• **Record excerpts**
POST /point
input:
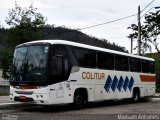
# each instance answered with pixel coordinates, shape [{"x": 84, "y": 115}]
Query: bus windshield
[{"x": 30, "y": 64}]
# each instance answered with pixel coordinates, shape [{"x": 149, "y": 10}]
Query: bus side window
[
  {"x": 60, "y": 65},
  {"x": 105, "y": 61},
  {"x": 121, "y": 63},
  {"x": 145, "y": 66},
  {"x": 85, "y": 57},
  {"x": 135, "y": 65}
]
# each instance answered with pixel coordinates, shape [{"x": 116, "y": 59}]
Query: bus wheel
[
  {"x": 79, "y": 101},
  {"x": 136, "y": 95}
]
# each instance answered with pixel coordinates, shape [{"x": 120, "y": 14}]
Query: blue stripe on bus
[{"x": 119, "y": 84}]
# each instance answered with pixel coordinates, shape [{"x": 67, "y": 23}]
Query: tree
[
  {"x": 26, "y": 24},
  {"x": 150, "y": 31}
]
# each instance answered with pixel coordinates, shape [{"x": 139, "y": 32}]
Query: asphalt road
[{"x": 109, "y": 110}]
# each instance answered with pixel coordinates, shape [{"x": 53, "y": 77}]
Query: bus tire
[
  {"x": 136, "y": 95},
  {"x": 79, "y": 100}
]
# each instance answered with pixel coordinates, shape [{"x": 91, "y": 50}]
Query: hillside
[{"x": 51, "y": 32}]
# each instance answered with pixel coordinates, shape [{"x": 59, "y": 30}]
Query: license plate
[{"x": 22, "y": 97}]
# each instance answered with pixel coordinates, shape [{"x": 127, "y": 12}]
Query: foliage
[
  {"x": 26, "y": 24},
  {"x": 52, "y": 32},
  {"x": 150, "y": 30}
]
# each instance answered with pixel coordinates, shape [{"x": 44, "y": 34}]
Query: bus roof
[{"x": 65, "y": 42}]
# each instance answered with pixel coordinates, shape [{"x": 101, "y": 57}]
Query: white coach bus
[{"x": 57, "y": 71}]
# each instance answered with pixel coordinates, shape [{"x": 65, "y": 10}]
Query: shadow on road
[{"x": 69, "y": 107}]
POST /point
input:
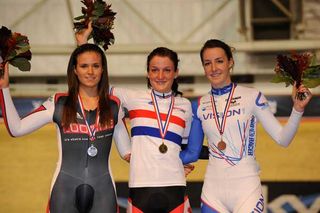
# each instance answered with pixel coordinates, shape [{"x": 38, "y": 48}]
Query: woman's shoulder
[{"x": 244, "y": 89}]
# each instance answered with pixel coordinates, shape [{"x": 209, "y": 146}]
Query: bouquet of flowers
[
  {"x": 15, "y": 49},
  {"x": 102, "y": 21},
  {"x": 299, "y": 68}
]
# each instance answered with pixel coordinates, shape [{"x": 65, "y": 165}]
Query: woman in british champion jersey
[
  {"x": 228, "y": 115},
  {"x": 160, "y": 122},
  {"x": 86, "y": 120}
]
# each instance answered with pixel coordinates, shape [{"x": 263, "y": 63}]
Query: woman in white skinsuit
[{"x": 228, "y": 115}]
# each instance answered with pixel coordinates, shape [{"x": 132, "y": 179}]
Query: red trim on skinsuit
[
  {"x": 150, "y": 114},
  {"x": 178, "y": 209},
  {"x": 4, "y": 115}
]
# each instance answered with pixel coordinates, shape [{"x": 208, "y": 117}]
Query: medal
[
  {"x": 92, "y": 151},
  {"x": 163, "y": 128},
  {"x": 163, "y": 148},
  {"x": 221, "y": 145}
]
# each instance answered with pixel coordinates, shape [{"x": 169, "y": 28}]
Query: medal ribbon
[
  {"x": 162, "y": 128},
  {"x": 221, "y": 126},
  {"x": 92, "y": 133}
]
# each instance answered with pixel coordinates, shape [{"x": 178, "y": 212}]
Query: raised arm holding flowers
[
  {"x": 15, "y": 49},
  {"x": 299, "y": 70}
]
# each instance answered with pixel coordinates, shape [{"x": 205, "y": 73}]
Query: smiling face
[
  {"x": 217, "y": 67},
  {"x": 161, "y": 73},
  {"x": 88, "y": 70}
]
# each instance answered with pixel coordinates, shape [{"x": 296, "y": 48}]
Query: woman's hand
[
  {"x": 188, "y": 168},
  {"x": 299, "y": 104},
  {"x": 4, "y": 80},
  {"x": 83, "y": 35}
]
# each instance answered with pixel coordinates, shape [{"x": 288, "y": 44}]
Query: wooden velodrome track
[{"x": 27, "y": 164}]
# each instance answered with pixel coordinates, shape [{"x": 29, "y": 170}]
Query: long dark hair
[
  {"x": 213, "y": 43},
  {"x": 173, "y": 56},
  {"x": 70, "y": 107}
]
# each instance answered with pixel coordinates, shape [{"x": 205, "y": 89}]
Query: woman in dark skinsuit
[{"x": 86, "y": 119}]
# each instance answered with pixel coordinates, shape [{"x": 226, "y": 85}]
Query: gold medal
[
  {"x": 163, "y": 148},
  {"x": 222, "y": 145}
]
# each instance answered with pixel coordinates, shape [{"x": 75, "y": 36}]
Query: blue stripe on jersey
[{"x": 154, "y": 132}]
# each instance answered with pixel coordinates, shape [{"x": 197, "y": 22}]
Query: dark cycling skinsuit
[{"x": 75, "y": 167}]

• **Stated goal**
Without including any picture, retype the entries exactly.

• **Answer in full**
POST /point
input:
# each instance answered with pixel coordinates, shape [{"x": 84, "y": 115}]
Query: bus windshield
[{"x": 30, "y": 64}]
# each instance answered with pixel coordinates, shape [{"x": 149, "y": 10}]
Query: bus side window
[
  {"x": 60, "y": 65},
  {"x": 105, "y": 61},
  {"x": 121, "y": 63},
  {"x": 145, "y": 66},
  {"x": 85, "y": 57},
  {"x": 135, "y": 65}
]
# each instance answered with pixel coordinates, shape [{"x": 116, "y": 59}]
Query: bus wheel
[
  {"x": 79, "y": 101},
  {"x": 136, "y": 95}
]
# each instance answered with pixel coordinates, shape [{"x": 120, "y": 14}]
Query: blue stripe on bus
[{"x": 119, "y": 84}]
# each instance answered with pixel coordinates, shape [{"x": 67, "y": 23}]
Query: tree
[
  {"x": 26, "y": 24},
  {"x": 150, "y": 31}
]
# each instance answered with pixel coordinates, shape [{"x": 139, "y": 32}]
Query: asphalt road
[{"x": 109, "y": 110}]
# each instance answered with pixel coordinates, shape [{"x": 53, "y": 77}]
Query: bus tire
[
  {"x": 136, "y": 95},
  {"x": 79, "y": 100}
]
# each instance answered with pixel coordinates, shape [{"x": 91, "y": 50}]
Query: hillside
[{"x": 51, "y": 32}]
# each instance answered with pixel coordinates, shape [{"x": 59, "y": 30}]
Query: license plate
[{"x": 22, "y": 97}]
# each instance answered with pixel coordinates, shape [{"x": 127, "y": 12}]
Query: foliage
[
  {"x": 26, "y": 24},
  {"x": 52, "y": 32},
  {"x": 150, "y": 30}
]
# each instance answered with pixel coordinates, shape [{"x": 44, "y": 34}]
Query: bus roof
[{"x": 65, "y": 42}]
# each instance answered with pixel coordinates, shape [{"x": 101, "y": 57}]
Query: white coach bus
[{"x": 57, "y": 71}]
# each instance answered with pixel coordinates, shape [{"x": 65, "y": 10}]
Query: shadow on road
[{"x": 69, "y": 107}]
POST /point
input:
# each instance answered with pixel coordinates, shape [{"x": 38, "y": 48}]
Query: woman's shoulder
[{"x": 244, "y": 89}]
# each instance answered with pixel coordinates, shape [{"x": 209, "y": 146}]
Query: bouquet of flowers
[
  {"x": 15, "y": 49},
  {"x": 102, "y": 21},
  {"x": 299, "y": 68}
]
# each instance answered with pixel coordinates, shape [{"x": 65, "y": 165}]
Query: woman in british champion jersey
[
  {"x": 228, "y": 115},
  {"x": 160, "y": 122},
  {"x": 86, "y": 120}
]
# each instance answered with pixel coordinates, shape [{"x": 263, "y": 63}]
Query: woman in white skinsuit
[{"x": 228, "y": 115}]
# each instance answered with pixel coordinates, shape [{"x": 132, "y": 179}]
Query: red trim on skinsuit
[
  {"x": 150, "y": 114},
  {"x": 178, "y": 209},
  {"x": 4, "y": 115}
]
# each instance answered with pixel coordinates, shape [{"x": 208, "y": 117}]
Query: medal
[
  {"x": 92, "y": 151},
  {"x": 163, "y": 128},
  {"x": 163, "y": 148},
  {"x": 221, "y": 145}
]
# each instance answered with pixel coordinates, shape [{"x": 169, "y": 28}]
Query: medal ribbon
[
  {"x": 162, "y": 128},
  {"x": 221, "y": 126},
  {"x": 92, "y": 133}
]
# each instance answered with pixel coordinates, shape [{"x": 178, "y": 212}]
Query: raised arm holding flowers
[
  {"x": 15, "y": 49},
  {"x": 299, "y": 70}
]
# each instance answered with pixel coordinates, shape [{"x": 205, "y": 73}]
Query: smiling face
[
  {"x": 217, "y": 67},
  {"x": 161, "y": 73},
  {"x": 88, "y": 70}
]
# each instance answered with pixel coordinates, shape [{"x": 296, "y": 48}]
Query: woman's hand
[
  {"x": 188, "y": 168},
  {"x": 299, "y": 104},
  {"x": 4, "y": 80},
  {"x": 83, "y": 35}
]
# each instance answered with pixel coordinates, shape [{"x": 288, "y": 44}]
Query: wooden velodrome track
[{"x": 27, "y": 164}]
# each instance answered with pixel coordinates, shape [{"x": 29, "y": 170}]
Query: long dark hair
[
  {"x": 213, "y": 43},
  {"x": 173, "y": 56},
  {"x": 70, "y": 107}
]
# each instance answered with pixel coordinates, shape [{"x": 205, "y": 89}]
Query: woman in dark skinsuit
[{"x": 86, "y": 119}]
# each instance answered with pixel coordinates, shape [{"x": 226, "y": 85}]
Query: gold medal
[
  {"x": 163, "y": 148},
  {"x": 222, "y": 145}
]
# each instance answered with pixel coordinates, shape [{"x": 75, "y": 36}]
Query: blue stripe on jersey
[{"x": 154, "y": 132}]
# each instance answered with pixel coordinates, shape [{"x": 197, "y": 22}]
Query: dark cycling skinsuit
[{"x": 75, "y": 167}]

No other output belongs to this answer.